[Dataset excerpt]
----------------------------------------

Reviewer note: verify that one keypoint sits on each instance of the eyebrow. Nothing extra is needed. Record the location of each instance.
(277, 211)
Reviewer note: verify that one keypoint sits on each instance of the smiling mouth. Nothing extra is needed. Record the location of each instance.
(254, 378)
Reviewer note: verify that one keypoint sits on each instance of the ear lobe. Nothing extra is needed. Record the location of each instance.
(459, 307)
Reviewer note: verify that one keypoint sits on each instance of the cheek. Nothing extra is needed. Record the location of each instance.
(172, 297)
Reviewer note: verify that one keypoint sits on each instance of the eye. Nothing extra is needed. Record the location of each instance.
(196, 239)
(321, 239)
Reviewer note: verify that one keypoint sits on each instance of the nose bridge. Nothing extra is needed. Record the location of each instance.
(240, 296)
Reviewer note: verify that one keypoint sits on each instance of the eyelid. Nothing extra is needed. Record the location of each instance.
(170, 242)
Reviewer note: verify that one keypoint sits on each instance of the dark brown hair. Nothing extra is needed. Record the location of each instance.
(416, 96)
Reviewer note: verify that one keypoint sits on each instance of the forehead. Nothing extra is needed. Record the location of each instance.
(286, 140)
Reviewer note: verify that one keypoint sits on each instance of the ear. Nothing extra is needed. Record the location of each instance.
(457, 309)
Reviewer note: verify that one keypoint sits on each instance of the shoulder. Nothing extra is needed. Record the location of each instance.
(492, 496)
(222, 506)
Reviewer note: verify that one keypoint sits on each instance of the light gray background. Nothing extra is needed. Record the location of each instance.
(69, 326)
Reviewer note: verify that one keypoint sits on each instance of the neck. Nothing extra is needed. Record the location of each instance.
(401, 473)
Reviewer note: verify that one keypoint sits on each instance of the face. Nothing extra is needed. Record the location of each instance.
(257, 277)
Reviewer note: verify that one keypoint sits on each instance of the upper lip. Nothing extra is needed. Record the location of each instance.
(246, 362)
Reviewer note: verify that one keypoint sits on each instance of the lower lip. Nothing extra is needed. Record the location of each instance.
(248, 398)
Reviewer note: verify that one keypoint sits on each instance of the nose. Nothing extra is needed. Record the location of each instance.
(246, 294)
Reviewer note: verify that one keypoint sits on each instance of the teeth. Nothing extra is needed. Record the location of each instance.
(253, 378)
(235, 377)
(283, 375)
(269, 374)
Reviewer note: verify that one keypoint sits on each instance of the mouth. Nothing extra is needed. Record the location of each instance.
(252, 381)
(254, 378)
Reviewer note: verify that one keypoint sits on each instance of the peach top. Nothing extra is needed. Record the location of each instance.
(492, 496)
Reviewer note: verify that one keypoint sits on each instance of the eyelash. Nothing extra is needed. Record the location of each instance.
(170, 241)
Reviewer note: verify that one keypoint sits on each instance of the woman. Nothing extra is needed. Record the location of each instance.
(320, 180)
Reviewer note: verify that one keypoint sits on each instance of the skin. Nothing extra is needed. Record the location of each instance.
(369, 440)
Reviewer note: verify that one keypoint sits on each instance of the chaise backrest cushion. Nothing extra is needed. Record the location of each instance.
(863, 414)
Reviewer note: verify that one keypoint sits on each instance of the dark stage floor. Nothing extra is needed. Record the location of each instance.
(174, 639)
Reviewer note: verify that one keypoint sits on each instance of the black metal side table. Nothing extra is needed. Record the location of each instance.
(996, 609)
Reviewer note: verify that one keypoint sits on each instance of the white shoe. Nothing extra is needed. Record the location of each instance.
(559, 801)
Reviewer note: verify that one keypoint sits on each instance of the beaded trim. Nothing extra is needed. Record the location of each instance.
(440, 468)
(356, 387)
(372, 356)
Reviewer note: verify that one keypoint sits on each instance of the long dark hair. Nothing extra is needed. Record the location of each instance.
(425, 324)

----------------------------------------

▶ [THE EXERCISE]: Retype all of the material above with every character intact.

▶ [CORRECT RESULT]:
Reviewer note: verify that one keypoint sits on each instance of the eyebrow. Nothing extra is needed. Record the location of each instance.
(277, 211)
Reviewer note: verify that one keypoint sits on each instance of the smiling mouth. Nothing extra is needed. Record the location of each instance.
(254, 378)
Reviewer note: verify that one keypoint sits on each instance of the ear lobe. Nothing extra is needed. Record the location of each instance.
(459, 307)
Reviewer note: verify that one keypoint sits on each instance of the cheek. Nothing extra is needed. Record the location of each instance.
(172, 297)
Reviewer note: verify that one keypoint sits on each instance of the eye. Nothing extra is needed. Record the location of each instance.
(196, 239)
(321, 239)
Reviewer note: verify that one keypoint sits on each instance of the nose bridge. Nothing extra is needed. Record the location of each instance.
(240, 296)
Reviewer note: verify that one keypoint sits on each instance of the eyelid. Nothing extra is needed. Record the location of each instance.
(170, 242)
Reviewer note: verify that one keypoint sits on each instance of the dark brown hair. Nothing extra is needed. Record the location of each instance.
(416, 96)
Reviewer note: verify that one keypoint sits on each instance of the forehead. Nothing extra is needed. Record the location of each instance.
(286, 140)
Reviewer note: verify that one keypoint sits on each instance of the ear. Nothing extra is needed. Record the location of each instance.
(457, 309)
Reviewer note: verify that one keypoint sits on each instance of the shoulder. Nothing extra is needed. Record the location of each instance.
(492, 496)
(222, 506)
Reviewer note: verify that one keypoint sits on each instance of the light gray background. Nothing extra is needed. Record the location of each instance.
(69, 326)
Reviewer note: verify that one keypoint sits on each instance of the neck. Nothing extra is needed. Record the location of each instance.
(401, 473)
Reviewer note: verify that one keypoint sits on each instance of the face. Nothing extra is needed. Record the location of each instance.
(257, 277)
Reviewer note: verify that one keypoint sits on each instance of the upper lip. Nothing extra is needed. Record the location of each instance.
(246, 362)
Reviewer note: verify that one keypoint sits on each instance of the lower lip. Nothing extra is needed. Record the location of each instance.
(248, 398)
Reviewer note: verify that one keypoint sits on each instance of the nose. Nothing extra is needed. Record the location of each instance.
(246, 294)
Reviewer note: verify that one keypoint sits on each instance of the teeth. Nothing extra is needed. Record the location of each instance.
(253, 378)
(235, 377)
(283, 375)
(269, 374)
Reviewer note: verify that one keypoint sits on each instance of the mouth. Nothing extra is needed. Record the location of each instance.
(252, 381)
(254, 378)
Reviewer note: verify that one keypoint sits on each instance of the peach top. Nothing extra is needed. Record the location of each instance.
(492, 496)
Reviewer note: verify that one keypoint sits on each instance of the eyelash. Nothing extra is needed. Record the location of each instance.
(170, 241)
Reviewer note: verify that one keypoint sits on each instance of the woman. Nothing extra is needed. Record the location of each instance.
(320, 180)
Reviewer note: verify that one keypoint sits on each instance of the skin. Nothing extra is needed. Record the location of each instance.
(369, 440)
Reviewer note: verify that one keypoint sits on each instance of the chaise backrest cushion. Nothing extra is needed. Record the location of each instance.
(863, 414)
Reviewer note: verify that one keypoint sits on each instance of the dark stage floor. Nothing extra is needed. Record the location of each instance.
(174, 639)
Reviewer note: verify that one keypoint sits on each instance of the black metal side table. Nothing extra is needed. Record the location of each instance.
(996, 609)
Reviewer note: verify that one keypoint sits on each instance of the white shoe. Nothing extra is needed. Record the location of each instance.
(559, 801)
Reviewer note: verify that one keypoint sits on each instance of the beaded trim. Nothing extra is needed. Record the location of each instance.
(440, 468)
(356, 387)
(372, 356)
Reviewer note: verify that one keypoint sits on each instance of the long dark hair. Nothing extra is needed. Record the location of each instance.
(425, 324)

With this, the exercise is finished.